:: Instructions to follow ::
Please rewrite all of the data below as a numbered list, leaving out any blank lines.

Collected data

* * * *

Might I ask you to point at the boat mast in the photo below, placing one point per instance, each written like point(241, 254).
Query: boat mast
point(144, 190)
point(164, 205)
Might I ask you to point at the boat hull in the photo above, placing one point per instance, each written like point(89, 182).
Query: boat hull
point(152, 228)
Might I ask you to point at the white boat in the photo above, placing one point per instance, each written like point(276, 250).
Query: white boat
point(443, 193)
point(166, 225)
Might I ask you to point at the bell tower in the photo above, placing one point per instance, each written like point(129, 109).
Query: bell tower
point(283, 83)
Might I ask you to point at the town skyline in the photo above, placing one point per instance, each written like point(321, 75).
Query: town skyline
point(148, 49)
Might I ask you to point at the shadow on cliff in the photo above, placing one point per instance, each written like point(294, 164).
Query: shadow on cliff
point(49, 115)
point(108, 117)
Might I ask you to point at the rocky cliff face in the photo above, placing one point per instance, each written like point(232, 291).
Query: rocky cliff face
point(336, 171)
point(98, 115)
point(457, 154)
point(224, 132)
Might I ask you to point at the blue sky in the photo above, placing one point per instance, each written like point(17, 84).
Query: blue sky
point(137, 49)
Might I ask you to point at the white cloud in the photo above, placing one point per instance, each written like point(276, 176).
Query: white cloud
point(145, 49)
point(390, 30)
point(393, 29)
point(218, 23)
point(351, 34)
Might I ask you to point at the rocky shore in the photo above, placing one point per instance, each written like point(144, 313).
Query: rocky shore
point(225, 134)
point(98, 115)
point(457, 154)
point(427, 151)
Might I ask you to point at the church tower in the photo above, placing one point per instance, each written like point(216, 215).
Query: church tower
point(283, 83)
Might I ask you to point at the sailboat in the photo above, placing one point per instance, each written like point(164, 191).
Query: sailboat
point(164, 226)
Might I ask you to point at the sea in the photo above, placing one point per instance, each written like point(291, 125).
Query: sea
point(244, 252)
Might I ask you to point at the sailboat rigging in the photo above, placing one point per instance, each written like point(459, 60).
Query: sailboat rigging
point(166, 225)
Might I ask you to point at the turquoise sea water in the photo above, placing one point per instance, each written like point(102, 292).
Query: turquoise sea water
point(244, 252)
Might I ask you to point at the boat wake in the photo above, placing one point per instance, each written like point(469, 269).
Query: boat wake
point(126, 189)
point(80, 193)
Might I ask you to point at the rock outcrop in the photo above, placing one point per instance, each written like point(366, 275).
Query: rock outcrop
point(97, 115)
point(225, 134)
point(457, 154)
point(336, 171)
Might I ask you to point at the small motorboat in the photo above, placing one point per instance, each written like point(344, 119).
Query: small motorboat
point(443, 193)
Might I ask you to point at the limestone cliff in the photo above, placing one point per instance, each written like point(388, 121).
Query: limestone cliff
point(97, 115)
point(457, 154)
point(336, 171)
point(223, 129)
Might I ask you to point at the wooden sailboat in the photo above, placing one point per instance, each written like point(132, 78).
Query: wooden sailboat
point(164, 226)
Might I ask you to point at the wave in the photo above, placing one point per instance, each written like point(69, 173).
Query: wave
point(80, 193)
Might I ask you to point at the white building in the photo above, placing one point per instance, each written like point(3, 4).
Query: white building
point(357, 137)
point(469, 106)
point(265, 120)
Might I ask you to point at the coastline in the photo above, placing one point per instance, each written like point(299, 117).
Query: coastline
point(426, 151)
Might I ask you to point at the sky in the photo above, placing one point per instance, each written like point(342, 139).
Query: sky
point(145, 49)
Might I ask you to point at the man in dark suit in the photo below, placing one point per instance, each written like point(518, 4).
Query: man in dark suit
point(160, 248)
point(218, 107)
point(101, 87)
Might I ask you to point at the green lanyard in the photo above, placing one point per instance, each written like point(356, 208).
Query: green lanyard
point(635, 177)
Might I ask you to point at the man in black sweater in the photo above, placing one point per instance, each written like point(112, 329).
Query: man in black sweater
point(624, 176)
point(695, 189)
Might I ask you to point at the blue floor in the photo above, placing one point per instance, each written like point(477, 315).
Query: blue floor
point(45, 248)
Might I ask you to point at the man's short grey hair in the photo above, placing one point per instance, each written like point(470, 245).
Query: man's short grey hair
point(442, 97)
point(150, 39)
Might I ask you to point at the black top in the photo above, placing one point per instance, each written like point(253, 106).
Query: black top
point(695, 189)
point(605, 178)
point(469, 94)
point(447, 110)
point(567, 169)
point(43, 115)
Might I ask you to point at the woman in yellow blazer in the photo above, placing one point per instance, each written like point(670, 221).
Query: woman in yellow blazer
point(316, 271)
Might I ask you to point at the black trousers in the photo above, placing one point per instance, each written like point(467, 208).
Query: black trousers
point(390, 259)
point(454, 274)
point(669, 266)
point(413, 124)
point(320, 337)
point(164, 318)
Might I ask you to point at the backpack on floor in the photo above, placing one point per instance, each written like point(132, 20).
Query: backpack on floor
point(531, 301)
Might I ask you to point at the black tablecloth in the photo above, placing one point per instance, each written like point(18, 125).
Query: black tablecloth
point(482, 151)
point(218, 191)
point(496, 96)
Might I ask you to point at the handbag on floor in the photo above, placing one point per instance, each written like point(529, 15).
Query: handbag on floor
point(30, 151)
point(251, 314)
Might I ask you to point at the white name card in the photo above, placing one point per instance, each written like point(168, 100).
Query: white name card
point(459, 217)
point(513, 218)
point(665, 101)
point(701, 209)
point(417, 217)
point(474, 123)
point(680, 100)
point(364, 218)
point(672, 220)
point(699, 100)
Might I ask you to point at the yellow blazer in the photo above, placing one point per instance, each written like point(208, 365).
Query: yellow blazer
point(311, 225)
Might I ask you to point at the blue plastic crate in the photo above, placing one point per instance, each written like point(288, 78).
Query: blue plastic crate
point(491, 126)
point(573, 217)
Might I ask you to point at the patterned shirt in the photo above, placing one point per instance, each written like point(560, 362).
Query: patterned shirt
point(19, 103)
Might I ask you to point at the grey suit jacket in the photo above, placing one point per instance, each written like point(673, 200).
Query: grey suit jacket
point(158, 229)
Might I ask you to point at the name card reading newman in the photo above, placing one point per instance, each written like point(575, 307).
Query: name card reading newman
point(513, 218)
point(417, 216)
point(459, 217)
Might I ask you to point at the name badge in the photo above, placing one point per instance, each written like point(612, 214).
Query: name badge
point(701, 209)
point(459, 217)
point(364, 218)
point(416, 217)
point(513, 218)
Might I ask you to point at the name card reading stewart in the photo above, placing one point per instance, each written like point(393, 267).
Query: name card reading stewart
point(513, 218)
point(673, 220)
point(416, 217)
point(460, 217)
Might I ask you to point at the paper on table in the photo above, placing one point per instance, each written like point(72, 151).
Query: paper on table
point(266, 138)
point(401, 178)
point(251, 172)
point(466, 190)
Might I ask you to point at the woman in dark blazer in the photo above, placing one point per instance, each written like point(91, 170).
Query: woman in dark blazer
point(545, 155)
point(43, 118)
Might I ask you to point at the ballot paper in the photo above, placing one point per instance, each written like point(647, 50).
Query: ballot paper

* * * *

:: Exercise response ::
1. Might I ask you to point at the boat mast in the photo below, placing one point per instance, each written like point(241, 254).
2. Query: boat mast
3. point(144, 190)
4. point(164, 205)
5. Might I ask you to point at the boat hull in the photo above, placing one point per instance, each written like point(89, 182).
6. Query: boat hull
7. point(152, 228)
8. Might I ask you to point at the white boat in the photo above, placing one point per instance, each written like point(276, 250).
9. Query: white boat
10. point(443, 193)
11. point(166, 225)
12. Might I ask you to point at the bell tower in the photo above, placing one point per instance, each written like point(129, 109).
13. Query: bell tower
14. point(283, 83)
15. Might I ask you to point at the town skyline in the photo above, placing one point per instance, each written like point(321, 75).
16. Query: town skyline
17. point(148, 49)
18. Might I ask you to point at the shadow on cliff in the photo above, placing one point per instance, each written like point(294, 164).
19. Query: shadow on cliff
20. point(49, 115)
21. point(108, 117)
22. Might I ask you to point at the rocky cliff face in the photo above, placing one point per instance, each written like point(232, 291).
23. Query: rocky cliff face
24. point(336, 171)
25. point(98, 115)
26. point(457, 154)
27. point(224, 132)
28. Might I ask you to point at the blue sky in the photo above, placing one point per instance, each written like point(17, 84).
29. Query: blue sky
30. point(137, 49)
31. Might I ask you to point at the white cloud in the photo above, placing one point per instance, each written like point(276, 176).
32. Query: white cloud
33. point(145, 49)
34. point(390, 30)
35. point(393, 29)
36. point(218, 23)
37. point(351, 34)
38. Might I ask you to point at the rocky shore in the photo above, placing one point per instance, each written like point(144, 313).
39. Query: rocky shore
40. point(225, 134)
41. point(98, 115)
42. point(457, 154)
43. point(427, 151)
44. Might I ask you to point at the church tower in the photo above, placing one point per instance, each written like point(216, 215).
45. Query: church tower
46. point(283, 83)
47. Might I ask you to point at the sailboat in the photo above, placing one point per instance, each written like point(164, 191).
48. Query: sailboat
49. point(164, 226)
50. Might I ask you to point at the sea in the photo above, placing one point per instance, each written like point(291, 125).
51. Query: sea
52. point(244, 252)
53. Might I ask you to point at the sailboat rigging in the photo above, placing one point per instance, each written like point(459, 60).
54. Query: sailboat rigging
55. point(166, 225)
56. Might I ask you to point at the turquoise sea water in the photo above, placing one point per instance, each written like point(102, 292).
57. Query: turquoise sea water
58. point(244, 252)
59. Might I ask you to point at the boat wake in the photo above, placing one point per instance, each written like point(469, 269).
60. Query: boat wake
61. point(126, 189)
62. point(80, 193)
63. Might I ask you to point at the rock outcrop in the photo above, placing one point per instance, each written like point(366, 275).
64. Query: rock outcrop
65. point(97, 115)
66. point(225, 134)
67. point(457, 154)
68. point(336, 171)
69. Might I ask you to point at the small motorboat in the photo above, placing one point per instance, each written like point(344, 119).
70. Query: small motorboat
71. point(443, 193)
72. Might I ask you to point at the limestone cliff in the photo above, placing one point per instance, each written like point(388, 121).
73. Query: limestone cliff
74. point(97, 115)
75. point(457, 154)
76. point(336, 171)
77. point(223, 129)
78. Might I ask you to point at the wooden sailboat in the photo above, placing one point per instance, each written like point(132, 78).
79. Query: wooden sailboat
80. point(164, 226)
81. Might I ask you to point at the wave in the photo above, placing one point per instance, each written like point(69, 173).
82. Query: wave
83. point(80, 193)
84. Might I ask you to point at the white building in the photo above, placing one point per instance, each written like point(3, 4).
85. Query: white building
86. point(357, 137)
87. point(469, 106)
88. point(265, 120)
89. Might I ask you to point at the coastline in the photo above, placing one point per instance, each written like point(299, 117).
90. Query: coastline
91. point(426, 151)
92. Might I ask you to point at the sky in the photo above, placing one point per instance, each written like point(342, 139).
93. Query: sky
94. point(145, 49)
95. Might I ask you to point at the man in dark suit in the photo below, placing one point per instance, each written like point(518, 4).
96. Query: man in dark suit
97. point(160, 248)
98. point(218, 107)
99. point(101, 87)
100. Might I ask you to point at the green lanyard in the photo above, placing one point per instance, each written like point(356, 208).
101. Query: green lanyard
102. point(635, 177)
103. Might I ask you to point at the man in black sweater in the photo above, placing one point per instance, each written like point(112, 329).
104. Query: man in black sweater
105. point(624, 176)
106. point(695, 189)
107. Might I ask you to point at the blue floor in the photo above, placing one point per instance, each written like point(477, 315).
108. Query: blue floor
109. point(45, 248)
110. Might I ask you to point at the man's short grey hair in the photo above, placing one point per instance, each written like point(470, 245).
111. Query: man's short grey hair
112. point(442, 97)
113. point(150, 39)
114. Might I ask you to point at the black top in the photo above, placing one point per instance, each written like point(253, 106).
115. Query: black top
116. point(695, 189)
117. point(605, 178)
118. point(469, 94)
119. point(447, 110)
120. point(567, 169)
121. point(43, 115)
122. Might I ask you to point at the woman in yellow blazer in the photo above, placing one point per instance, each written like point(670, 221).
123. Query: woman in yellow blazer
124. point(316, 271)
125. Might I ask you to point at the black trousers in the photo above, placing one point per instance, each written like point(467, 208).
126. Query: black trousers
127. point(390, 259)
128. point(454, 274)
129. point(669, 266)
130. point(413, 124)
131. point(320, 337)
132. point(164, 318)
133. Might I ask you to point at the backpack on floor in the photo above, placing one point per instance, each written like point(132, 20).
134. Query: backpack on floor
135. point(531, 301)
136. Might I ask you to point at the black tablecloth in the photo above, placing one point per instance, each written like point(18, 125).
137. Query: black tablecloth
138. point(482, 151)
139. point(218, 191)
140. point(496, 96)
141. Might I ask you to point at the handbag on floor in the photo above, placing one point per instance, each written like point(529, 15).
142. Query: handbag on floor
143. point(30, 151)
144. point(251, 314)
145. Might I ask you to point at the white name card in the photo above, placing one point per instance, each written like point(168, 100).
146. Query: white name card
147. point(459, 217)
148. point(513, 218)
149. point(665, 101)
150. point(701, 209)
151. point(417, 217)
152. point(474, 123)
153. point(680, 100)
154. point(364, 218)
155. point(672, 220)
156. point(699, 100)
157. Might I ask you to point at the yellow blazer in the photo above, placing one point per instance, each written like point(208, 365).
158. Query: yellow blazer
159. point(311, 225)
160. Might I ask you to point at the blue plastic crate in the photo above, placing one point per instance, each written like point(288, 78).
161. Query: blue plastic crate
162. point(491, 126)
163. point(573, 217)
164. Might I ask you to point at the patterned shirt in the photo above, placing one point per instance, each written like point(560, 362).
165. Query: patterned shirt
166. point(19, 103)
167. Might I ask you to point at the grey suit jacket in the photo above, placing one point per instance, each written like point(673, 200).
168. Query: grey suit jacket
169. point(158, 229)
170. Might I ask you to point at the name card reading newman in the photo above, placing one point per instance, each written like point(575, 307).
171. Query: name card reading newman
172. point(513, 218)
173. point(417, 216)
174. point(459, 217)
175. Might I ask you to point at the name badge in the photo above, placing one point per instance, each written like point(612, 214).
176. Query: name badge
177. point(701, 209)
178. point(459, 217)
179. point(364, 218)
180. point(416, 217)
181. point(513, 218)
182. Might I ask you to point at the name card reading stewart in the photo above, placing one point per instance, each written like point(393, 267).
183. Query: name card reading stewart
184. point(513, 218)
185. point(673, 220)
186. point(416, 217)
187. point(460, 217)
188. Might I ask you to point at the paper on table in the photo above, placing one point per instance, each written like point(72, 151).
189. Query: paper on table
190. point(266, 138)
191. point(401, 178)
192. point(251, 172)
193. point(466, 190)
194. Might I ask you to point at the woman in dark blazer in the photo above, placing one point per instance, each written like point(91, 170).
195. Query: woman in dark blazer
196. point(545, 155)
197. point(43, 118)
198. Might I ask you to point at the ballot paper in the photo above, placing one point per instance, each written like point(647, 50).
199. Query: ballot paper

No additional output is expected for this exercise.